Sadakatsiz dizisi final bölümü üzerine
Volkan'sız yaşayamam diyen Derin'den, 'güneşi görsün ama gün yüzü görmesin' diyen Derin'e.
İki sezondur Çarşamba akşamları yayında olan Sadakatsiz dizisi geçtiğimiz Çarşamba akşamı final bölümünü yayınladı. Dizinin finali kimi izleyicileri memnun etse de kimilerinin de kafasında pek fazla soru işaretiyle yayın hayatını tamamladı. Ben de yüzeysel olarak kendi çapımda dizinin final bölümünü değerlendireceğim.
Öncelikle bu dizinin bir uyarlama dizisi olduğunu bilmeyen var mıydı bilmiyorum. İngiliz yapımı ‘Doctor Foster’ dizisinden uyarlamaydı Sadakatsiz. Ben açıkçası bu dizinin adını bile duymamıştım, Sadakatsiz dizisinin bu diziden uyarlama olacağını öğrenince hemen orijinal diziyi izledim –Diziyi çeşitli internet sitelerinde bulabilirsiniz-. 2 sezon 5’er bölümden toplam 10 bölüm zaten. Dizinin kısaca bizdeki ilk başlarına dönecek olursak fragmanları çok ses getirmiş ve ilgi çekmişti. İki sezondaki hikâyeden çok, final bölümünden bahsedeceğim; bölüm ilk etapta bir 20 yıl sonra sahnesiyle başladı. Arkada Asya’nın anlattığına göre biri ölecekti bu hikâyede, bunu zaten hepimiz baştan tahmin etmişizdir ve de kim olduğunu. Bölümün heyecanlı başladığını söyleyebilirim, Volkan Gönül hanım tarafından şikâyet edilip hapse gönderilir ve olaylar başlar. Derin de bunu yapanın annesi olduğunu öğrenince atlar arabaya ve sezon finali sahnesinde izlediğimiz uçurumun kenarına gider. Hadi bakalım, bir de Asya’yı arıyor yolda :) Şuna çok eminim ki onu orada bulabilecek tek kişiydi Asya. Derin artık iyice kendinden geçmiş, intiharın eşiğindeydi bayağı. Bu arada o sahnelerdeki ikilinin oyunculuğuna çok büyük hayran kaldığımı söylemeliyim ben de herkes gibi. Asya doktor ve bilgili olduğu için travma geçiren birine nasıl yaklaşılacağını da bildiğinden Derin’i bir şekilde ikna edip kurtardı oradan. Sonrası Derin 1 aylığına rehabilitasyona. Açıkçası baştan beri olması gereken de buydu, Derin’in gözünün açılması, öncelikle kendinin farkına varması ve uyanması lazımdı. O sahnenin devamında Gönül hanım’ın Asya’dan özür dilemesi ve gerçekten yaptıklarının da farkına varmış olması iyi bir adımdı. Hapisteki Volkan’a gelirsek daha da beter olsundu o adam gerçekten. Tüm dizi boyunca çoğunlukla ona, biraz da Ali’ye sövüp sayıp durduk. Haklı bir sitemdi bu. Her seferinde ‘beter ol Volkan’ dediğim oldu benim dizi ve bölüm boyunca.

--------------------------------------------------

_Verilen görevler_
1) Girdilerde "sweatshirt" dizesini içeren satırların sayısını verin; büyük-küçük harf ayrımı dikkate alınır. Yalnızca sayıyı yazın.
2) Lütfen Sadakatsiz dizisinin final bölümü üzerine yazılan metni kaldığı yerden devam ettirin.

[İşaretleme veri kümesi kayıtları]
--------------------------------------------------

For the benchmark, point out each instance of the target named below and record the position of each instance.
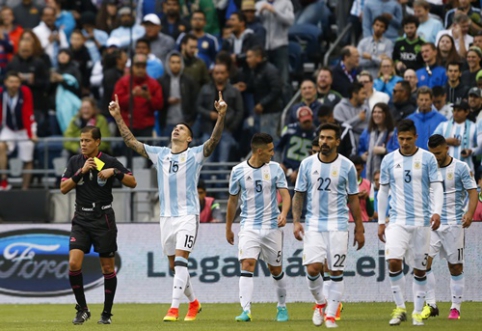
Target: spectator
(353, 111)
(161, 43)
(345, 73)
(18, 127)
(390, 9)
(387, 77)
(324, 81)
(127, 24)
(27, 14)
(377, 140)
(51, 38)
(179, 90)
(147, 95)
(402, 101)
(295, 142)
(374, 48)
(406, 52)
(209, 116)
(88, 115)
(429, 27)
(432, 74)
(207, 44)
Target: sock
(77, 283)
(397, 283)
(337, 288)
(110, 285)
(315, 284)
(181, 276)
(280, 283)
(326, 285)
(419, 289)
(457, 284)
(246, 285)
(430, 296)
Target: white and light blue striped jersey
(259, 206)
(327, 186)
(177, 178)
(456, 181)
(409, 179)
(465, 132)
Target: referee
(92, 174)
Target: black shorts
(97, 229)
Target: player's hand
(221, 105)
(298, 231)
(381, 232)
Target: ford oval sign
(35, 263)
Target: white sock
(315, 284)
(430, 296)
(397, 283)
(337, 288)
(280, 283)
(419, 289)
(457, 284)
(246, 285)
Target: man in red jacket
(147, 98)
(17, 126)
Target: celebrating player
(408, 174)
(327, 178)
(178, 170)
(448, 240)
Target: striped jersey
(456, 181)
(409, 179)
(465, 132)
(259, 205)
(327, 186)
(177, 178)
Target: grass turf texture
(355, 316)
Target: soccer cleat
(244, 317)
(454, 314)
(194, 309)
(105, 319)
(429, 311)
(81, 316)
(330, 322)
(417, 319)
(282, 314)
(338, 312)
(399, 315)
(172, 315)
(318, 314)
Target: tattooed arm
(126, 134)
(221, 107)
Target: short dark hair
(436, 140)
(95, 131)
(407, 125)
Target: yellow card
(99, 163)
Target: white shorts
(266, 245)
(409, 242)
(448, 240)
(331, 246)
(25, 146)
(178, 233)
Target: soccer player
(448, 240)
(408, 174)
(327, 179)
(92, 174)
(258, 180)
(178, 170)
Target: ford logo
(35, 263)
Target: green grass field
(143, 317)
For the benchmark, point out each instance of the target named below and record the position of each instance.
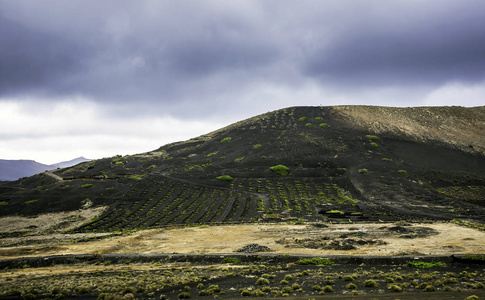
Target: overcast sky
(98, 78)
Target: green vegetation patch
(425, 265)
(232, 260)
(224, 178)
(212, 153)
(314, 261)
(281, 170)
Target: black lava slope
(328, 168)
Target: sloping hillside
(351, 163)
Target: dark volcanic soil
(344, 163)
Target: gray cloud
(192, 56)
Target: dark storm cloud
(192, 55)
(412, 45)
(31, 59)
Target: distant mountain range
(14, 169)
(346, 163)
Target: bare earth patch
(331, 239)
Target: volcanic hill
(300, 163)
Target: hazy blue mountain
(14, 169)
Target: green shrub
(429, 288)
(329, 282)
(232, 260)
(184, 295)
(288, 277)
(212, 153)
(281, 170)
(370, 283)
(351, 286)
(314, 261)
(425, 265)
(394, 288)
(262, 281)
(328, 289)
(225, 178)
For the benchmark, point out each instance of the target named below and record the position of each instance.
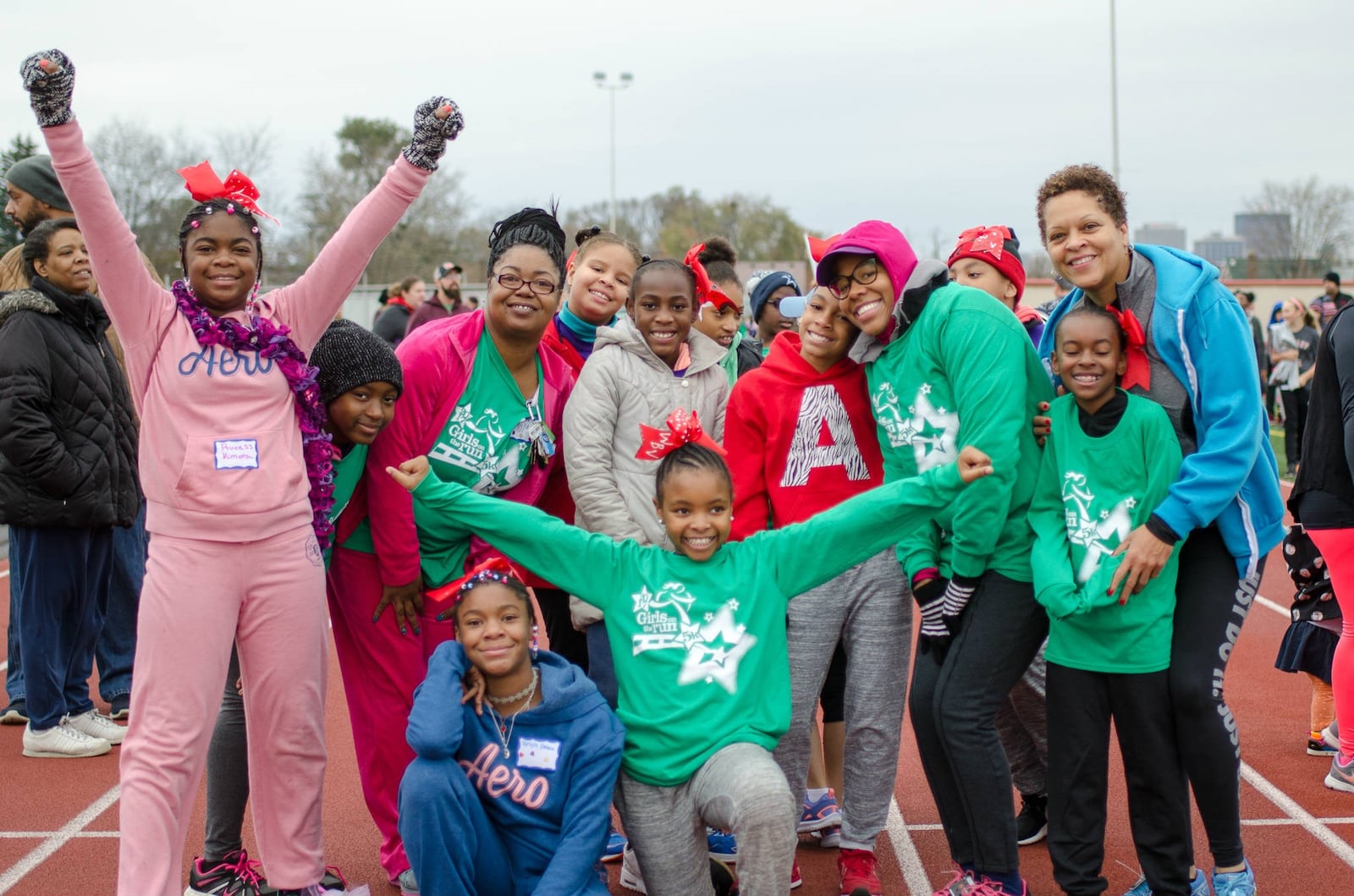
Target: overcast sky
(925, 114)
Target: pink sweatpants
(198, 597)
(1337, 547)
(381, 668)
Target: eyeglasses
(514, 283)
(864, 273)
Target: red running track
(58, 818)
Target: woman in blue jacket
(1191, 351)
(512, 796)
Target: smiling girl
(701, 634)
(237, 493)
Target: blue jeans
(118, 643)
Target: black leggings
(1211, 605)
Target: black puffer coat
(68, 439)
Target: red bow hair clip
(496, 569)
(1139, 371)
(683, 429)
(202, 184)
(706, 291)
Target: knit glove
(959, 591)
(931, 598)
(432, 133)
(51, 90)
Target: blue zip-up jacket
(1232, 478)
(550, 800)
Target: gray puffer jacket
(622, 386)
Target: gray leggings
(870, 609)
(741, 789)
(228, 773)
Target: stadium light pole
(602, 80)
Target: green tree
(20, 146)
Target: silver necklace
(505, 726)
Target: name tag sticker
(237, 453)
(538, 754)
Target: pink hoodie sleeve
(311, 302)
(139, 306)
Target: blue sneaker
(1197, 887)
(1236, 882)
(615, 846)
(721, 845)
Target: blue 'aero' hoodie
(550, 800)
(1231, 480)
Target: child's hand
(473, 688)
(410, 473)
(974, 464)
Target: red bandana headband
(706, 291)
(203, 184)
(496, 569)
(1139, 371)
(683, 429)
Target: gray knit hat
(349, 355)
(34, 175)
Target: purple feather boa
(274, 341)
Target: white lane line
(1302, 816)
(56, 841)
(906, 852)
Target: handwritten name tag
(237, 453)
(538, 754)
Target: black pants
(1081, 706)
(1295, 422)
(1211, 605)
(954, 711)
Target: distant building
(1266, 236)
(1219, 250)
(1161, 234)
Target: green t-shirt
(963, 374)
(699, 647)
(1092, 493)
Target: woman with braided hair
(237, 493)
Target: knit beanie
(34, 176)
(999, 246)
(349, 355)
(762, 289)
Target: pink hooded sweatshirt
(220, 443)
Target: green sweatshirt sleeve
(986, 363)
(807, 554)
(582, 563)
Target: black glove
(432, 133)
(49, 91)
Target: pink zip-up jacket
(438, 359)
(220, 443)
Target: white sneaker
(96, 724)
(63, 742)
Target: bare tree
(1322, 223)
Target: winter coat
(68, 447)
(622, 386)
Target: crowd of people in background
(729, 507)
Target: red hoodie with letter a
(799, 442)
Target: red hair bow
(1139, 371)
(202, 183)
(683, 429)
(449, 595)
(706, 291)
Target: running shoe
(819, 814)
(721, 845)
(236, 875)
(1340, 778)
(1236, 882)
(857, 872)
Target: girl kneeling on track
(701, 642)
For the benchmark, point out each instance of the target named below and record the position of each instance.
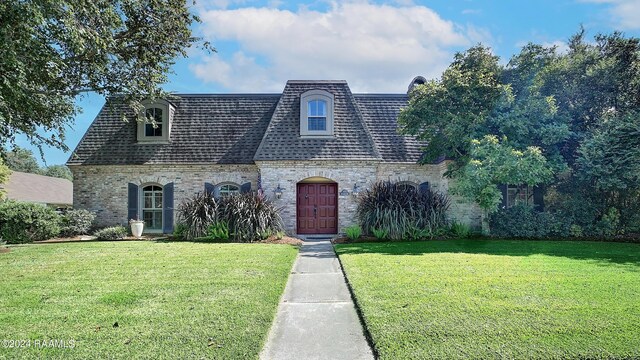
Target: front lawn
(498, 299)
(140, 299)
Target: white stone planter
(136, 227)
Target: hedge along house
(311, 148)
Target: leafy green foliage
(5, 172)
(249, 217)
(493, 162)
(77, 222)
(522, 221)
(22, 222)
(54, 51)
(380, 234)
(111, 233)
(397, 209)
(218, 231)
(353, 232)
(197, 213)
(578, 108)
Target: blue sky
(377, 46)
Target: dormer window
(316, 113)
(154, 127)
(157, 122)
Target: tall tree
(4, 177)
(56, 50)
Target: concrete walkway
(316, 318)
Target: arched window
(154, 127)
(156, 123)
(229, 189)
(316, 113)
(152, 207)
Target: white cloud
(374, 47)
(625, 13)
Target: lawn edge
(363, 323)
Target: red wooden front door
(317, 208)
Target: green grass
(170, 300)
(498, 299)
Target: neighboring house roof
(39, 189)
(243, 128)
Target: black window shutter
(167, 208)
(132, 203)
(538, 198)
(209, 188)
(503, 190)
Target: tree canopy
(56, 50)
(578, 111)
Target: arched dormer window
(157, 122)
(316, 113)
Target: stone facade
(103, 189)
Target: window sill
(152, 142)
(325, 137)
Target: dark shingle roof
(241, 128)
(351, 138)
(219, 129)
(380, 113)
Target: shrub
(522, 221)
(22, 222)
(111, 233)
(218, 231)
(380, 234)
(77, 222)
(249, 216)
(197, 214)
(353, 232)
(460, 230)
(399, 209)
(179, 230)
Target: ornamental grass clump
(400, 210)
(246, 217)
(249, 216)
(196, 215)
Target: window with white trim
(156, 123)
(316, 113)
(229, 189)
(152, 207)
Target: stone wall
(103, 189)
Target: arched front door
(317, 208)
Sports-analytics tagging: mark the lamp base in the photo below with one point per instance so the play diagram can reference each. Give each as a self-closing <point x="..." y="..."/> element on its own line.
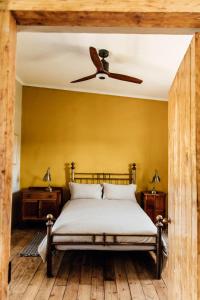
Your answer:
<point x="49" y="189"/>
<point x="153" y="191"/>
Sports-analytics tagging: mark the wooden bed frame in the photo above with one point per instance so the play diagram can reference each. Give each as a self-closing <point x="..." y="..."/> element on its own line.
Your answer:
<point x="122" y="178"/>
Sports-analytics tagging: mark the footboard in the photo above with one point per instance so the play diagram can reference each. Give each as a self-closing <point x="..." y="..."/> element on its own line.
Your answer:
<point x="106" y="239"/>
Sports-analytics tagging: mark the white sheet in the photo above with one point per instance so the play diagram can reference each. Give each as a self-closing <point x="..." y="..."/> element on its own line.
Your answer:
<point x="106" y="216"/>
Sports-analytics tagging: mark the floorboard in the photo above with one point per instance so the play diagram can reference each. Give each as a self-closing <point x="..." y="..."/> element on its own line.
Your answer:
<point x="84" y="275"/>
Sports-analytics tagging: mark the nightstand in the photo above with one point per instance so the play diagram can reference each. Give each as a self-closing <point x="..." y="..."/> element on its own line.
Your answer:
<point x="38" y="202"/>
<point x="154" y="204"/>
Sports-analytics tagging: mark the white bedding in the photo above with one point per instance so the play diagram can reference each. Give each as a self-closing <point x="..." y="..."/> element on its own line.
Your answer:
<point x="105" y="216"/>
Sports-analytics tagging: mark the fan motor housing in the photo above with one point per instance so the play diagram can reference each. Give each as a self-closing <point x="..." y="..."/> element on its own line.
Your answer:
<point x="103" y="53"/>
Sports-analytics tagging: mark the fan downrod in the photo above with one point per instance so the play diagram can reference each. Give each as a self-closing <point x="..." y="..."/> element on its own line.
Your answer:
<point x="103" y="53"/>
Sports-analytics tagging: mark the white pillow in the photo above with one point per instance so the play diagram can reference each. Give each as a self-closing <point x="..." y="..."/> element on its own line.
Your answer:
<point x="119" y="192"/>
<point x="85" y="191"/>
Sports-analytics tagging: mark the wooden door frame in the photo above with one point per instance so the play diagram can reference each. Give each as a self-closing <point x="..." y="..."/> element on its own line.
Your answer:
<point x="154" y="15"/>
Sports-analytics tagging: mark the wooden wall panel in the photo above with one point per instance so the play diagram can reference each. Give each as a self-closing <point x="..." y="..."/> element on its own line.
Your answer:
<point x="184" y="162"/>
<point x="7" y="96"/>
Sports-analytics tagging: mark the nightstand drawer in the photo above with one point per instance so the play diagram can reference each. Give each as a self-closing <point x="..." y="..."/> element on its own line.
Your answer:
<point x="154" y="204"/>
<point x="40" y="196"/>
<point x="37" y="203"/>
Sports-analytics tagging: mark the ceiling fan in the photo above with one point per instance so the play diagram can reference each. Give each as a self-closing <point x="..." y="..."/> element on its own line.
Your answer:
<point x="102" y="67"/>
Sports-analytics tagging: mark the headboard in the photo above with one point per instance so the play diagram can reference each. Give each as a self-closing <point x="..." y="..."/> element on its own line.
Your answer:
<point x="116" y="178"/>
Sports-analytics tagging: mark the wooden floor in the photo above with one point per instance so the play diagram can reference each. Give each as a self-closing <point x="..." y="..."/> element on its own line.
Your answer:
<point x="83" y="275"/>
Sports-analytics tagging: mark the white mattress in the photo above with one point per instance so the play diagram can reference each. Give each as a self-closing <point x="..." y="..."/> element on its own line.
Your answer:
<point x="102" y="216"/>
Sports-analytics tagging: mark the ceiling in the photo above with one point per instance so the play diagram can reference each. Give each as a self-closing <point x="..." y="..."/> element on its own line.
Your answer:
<point x="52" y="60"/>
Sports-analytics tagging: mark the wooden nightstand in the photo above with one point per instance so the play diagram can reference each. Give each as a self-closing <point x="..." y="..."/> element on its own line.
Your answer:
<point x="38" y="202"/>
<point x="154" y="204"/>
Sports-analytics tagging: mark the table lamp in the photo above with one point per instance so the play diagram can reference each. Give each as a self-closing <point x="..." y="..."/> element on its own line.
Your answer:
<point x="47" y="178"/>
<point x="155" y="180"/>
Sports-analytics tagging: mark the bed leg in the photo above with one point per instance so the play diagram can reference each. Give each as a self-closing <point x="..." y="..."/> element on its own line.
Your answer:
<point x="159" y="226"/>
<point x="49" y="245"/>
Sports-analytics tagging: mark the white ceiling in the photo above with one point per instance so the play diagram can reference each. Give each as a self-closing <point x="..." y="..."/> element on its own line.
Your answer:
<point x="54" y="59"/>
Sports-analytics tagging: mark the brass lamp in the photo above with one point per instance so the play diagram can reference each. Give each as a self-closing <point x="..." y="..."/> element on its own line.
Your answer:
<point x="155" y="180"/>
<point x="47" y="178"/>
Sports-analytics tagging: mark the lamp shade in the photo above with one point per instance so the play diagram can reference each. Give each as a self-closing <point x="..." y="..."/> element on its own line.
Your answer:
<point x="47" y="176"/>
<point x="156" y="177"/>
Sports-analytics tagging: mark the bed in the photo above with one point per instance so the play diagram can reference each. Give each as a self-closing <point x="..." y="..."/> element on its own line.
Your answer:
<point x="103" y="224"/>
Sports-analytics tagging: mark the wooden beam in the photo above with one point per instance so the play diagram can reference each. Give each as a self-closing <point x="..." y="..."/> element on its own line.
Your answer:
<point x="142" y="6"/>
<point x="7" y="96"/>
<point x="105" y="13"/>
<point x="108" y="19"/>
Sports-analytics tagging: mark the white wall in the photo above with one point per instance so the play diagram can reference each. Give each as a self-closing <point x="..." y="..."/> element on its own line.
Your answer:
<point x="17" y="138"/>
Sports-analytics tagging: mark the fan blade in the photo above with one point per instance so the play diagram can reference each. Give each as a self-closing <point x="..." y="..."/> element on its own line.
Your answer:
<point x="84" y="78"/>
<point x="95" y="59"/>
<point x="124" y="78"/>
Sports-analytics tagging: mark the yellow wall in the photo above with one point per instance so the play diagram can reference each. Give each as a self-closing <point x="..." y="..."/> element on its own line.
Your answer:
<point x="98" y="132"/>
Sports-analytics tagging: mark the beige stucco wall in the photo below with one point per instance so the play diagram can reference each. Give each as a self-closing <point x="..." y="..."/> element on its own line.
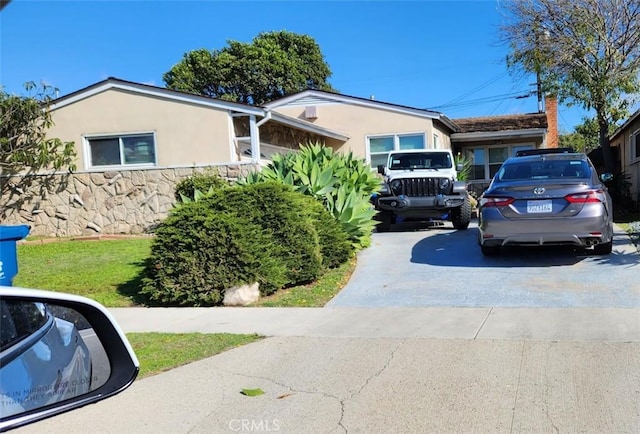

--------------------------------------------------

_Görev yanıtları_
1) 2

2)
Geleyim bölümün en güzel sahnelerinin olduğu yere, 1 ay sonrasında Derin’imizin iyileşip, uyanıp, gözünü açması ve gerçekleri görmesi. Biz bu sahneleri beklemişiz iki sezon boyunca. Welcome back Derin Güçlü! ;) Tabii ki ilk olarak yine Asya’nın kapısına gitmesi, ona teşekkürler etmesi senden hala nefret ediyorum ama öfkeli değilim, hafifledim, boşluktayım demesi. Evine gider gitmez de acil tarafından boşanma işlemlerini başlatmak istemesi, izlerken bir ‘helal olsun sana be Derin’ nidaları yükseltmedim değil ben de. Derin boşanma kararı vermişken şu harika replik de çok iyiydi; güneşi görsün ama gün yüzü görmesin istiyorum. Kesinlikle böyle olmalıydı bunun da sonu.
Ve o mezuniyet töreni sahnesi; asacağız bayrakları bekleyin. Asya’nın sırf oğlumun babası diye Derin’e dil döküp şikâyetlerini geri aldırtması, törenle aynı gün Volkan’ın hapisten çıkışı, bir kere insanda biraz utanma olur be Volkan’cım. O kadar şey yapmışsın, etmişsin, hala gidip olay çıkarıyorsun, gerçekten sana da yani ne desek çok boş hala. Yine gidip güzel bir anıyı berbat etmeyi başardın seni bir de ben tebrik ederim buradan. Devamında Derin’in elinde kanıt olmadığı için çok şanssızsın ama ben de seni aldattım repliğinde de şöyle bir anlam vardı; Volkan Arslan birey neymiş, kimse yaşattığını yaşamadan ölmüyormuş. -Mesajı aldığını da pek sanmıyorum ama- Sonra da hala Asya’ya evimize gidelim demesi yok mu? Yahu pes gerçekten! Çiçek gibi ilgi gösterince açılan, sevildikçe daha da neşe ve enerji saçan kadınları böyle delirtip sonra deli muamelesi yapıyorsunuz, bu sonlar size az bile.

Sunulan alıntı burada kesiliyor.